F : Il y a plusieurs rôles, qui peuvent tourner, qui sont interchangeables. Il n’y a pas quelqu’un qui est toujours guetteur par exemple. Ça change. Ça dépend de la situation. Comme vous avez dû le voir, il y a de nombreuses personnes qui tiennent des boucliers pour que d’autres puissent venir se cacher derrière. Ce sont les « shielders », (shield = bouclier), les défenseurs, ceux qui se prennent les balles et protègent les autres. Ils travaillent avec les deuxièmes et troisièmes lignes derrière eux pour pousser les barricades ou, si on est en train de battre en retraite, pour mettre feu aux barricades. Ça ce sont les défenseurs. Il y a aussi beaucoup de gens qui renvoient les palets de gaz lacrymogènes. Ça, chacun a dû apprendre à le faire par soi-même car ça dépend toujours de là où les lacrymos tombent : les manifestants les plus proches doivent s’en charger. Il y en a d’autres que nous appelons les « fire-magicians ». Ce sont eux qui lancent les cocktails molotovs. On dirait qu’on est dans un jeu avec les noms qu’on utilise… On essaye d’être optimistes c’est pour ça. On a aussi les « rangers ». Ce sont ceux qui font des attaques rangées, qui jettent des pierres, des briques. « Fire-magicians » est vraiment spécifique pour ceux qui lancent des molotovs. [1]

Est ce qu’il y a des gens qui cassent des choses ?

[Entrées de données]
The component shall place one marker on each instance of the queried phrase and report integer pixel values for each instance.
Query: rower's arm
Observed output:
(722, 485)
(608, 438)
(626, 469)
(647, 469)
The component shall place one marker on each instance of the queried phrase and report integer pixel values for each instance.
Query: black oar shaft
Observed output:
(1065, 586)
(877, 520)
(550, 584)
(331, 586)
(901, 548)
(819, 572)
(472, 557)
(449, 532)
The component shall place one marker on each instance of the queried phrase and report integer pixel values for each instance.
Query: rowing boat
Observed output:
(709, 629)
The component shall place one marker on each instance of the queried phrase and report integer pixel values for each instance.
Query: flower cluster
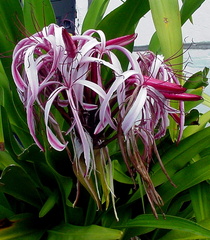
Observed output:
(97, 97)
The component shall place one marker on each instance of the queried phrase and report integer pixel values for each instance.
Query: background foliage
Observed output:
(37, 189)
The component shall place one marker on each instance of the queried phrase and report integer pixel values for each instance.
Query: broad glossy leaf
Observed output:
(93, 232)
(188, 8)
(124, 19)
(5, 160)
(95, 14)
(10, 29)
(200, 197)
(169, 222)
(9, 99)
(37, 14)
(180, 235)
(206, 101)
(192, 104)
(17, 183)
(178, 156)
(186, 178)
(49, 204)
(21, 227)
(166, 18)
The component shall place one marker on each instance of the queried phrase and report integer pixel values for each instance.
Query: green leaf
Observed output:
(49, 204)
(180, 235)
(167, 222)
(95, 14)
(200, 197)
(93, 232)
(15, 182)
(166, 18)
(11, 18)
(21, 227)
(178, 156)
(188, 8)
(192, 104)
(197, 80)
(37, 14)
(185, 178)
(203, 120)
(5, 160)
(124, 19)
(206, 101)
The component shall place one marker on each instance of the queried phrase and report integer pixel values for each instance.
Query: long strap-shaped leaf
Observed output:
(167, 21)
(166, 18)
(95, 14)
(169, 222)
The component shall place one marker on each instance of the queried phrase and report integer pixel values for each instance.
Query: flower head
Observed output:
(81, 78)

ÉNONCÉ DU PROBLÈME A:
Répondez à ces questions à partir du texte sur les rôles des manifestants.
(i) Comment appelle-t-on ceux qui lancent les cocktails molotovs ?
(ii) Que jettent les « rangers » ?
(iii) Qui doit se charger de renvoyer les palets de gaz lacrymogènes ?
ÉNONCÉ DU PROBLÈME B: Sélectionnez chaque ligne qui contient le mot « leaf ».

SORTIE ATTENDUE A:
(i) Les « fire-magicians ».
(ii) Des pierres et des briques.
(iii) Les manifestants les plus proches de l'endroit où les lacrymos tombent.

SORTIE ATTENDUE B:
Query: broad glossy leaf
Query: green leaf
Query: long strap-shaped leaf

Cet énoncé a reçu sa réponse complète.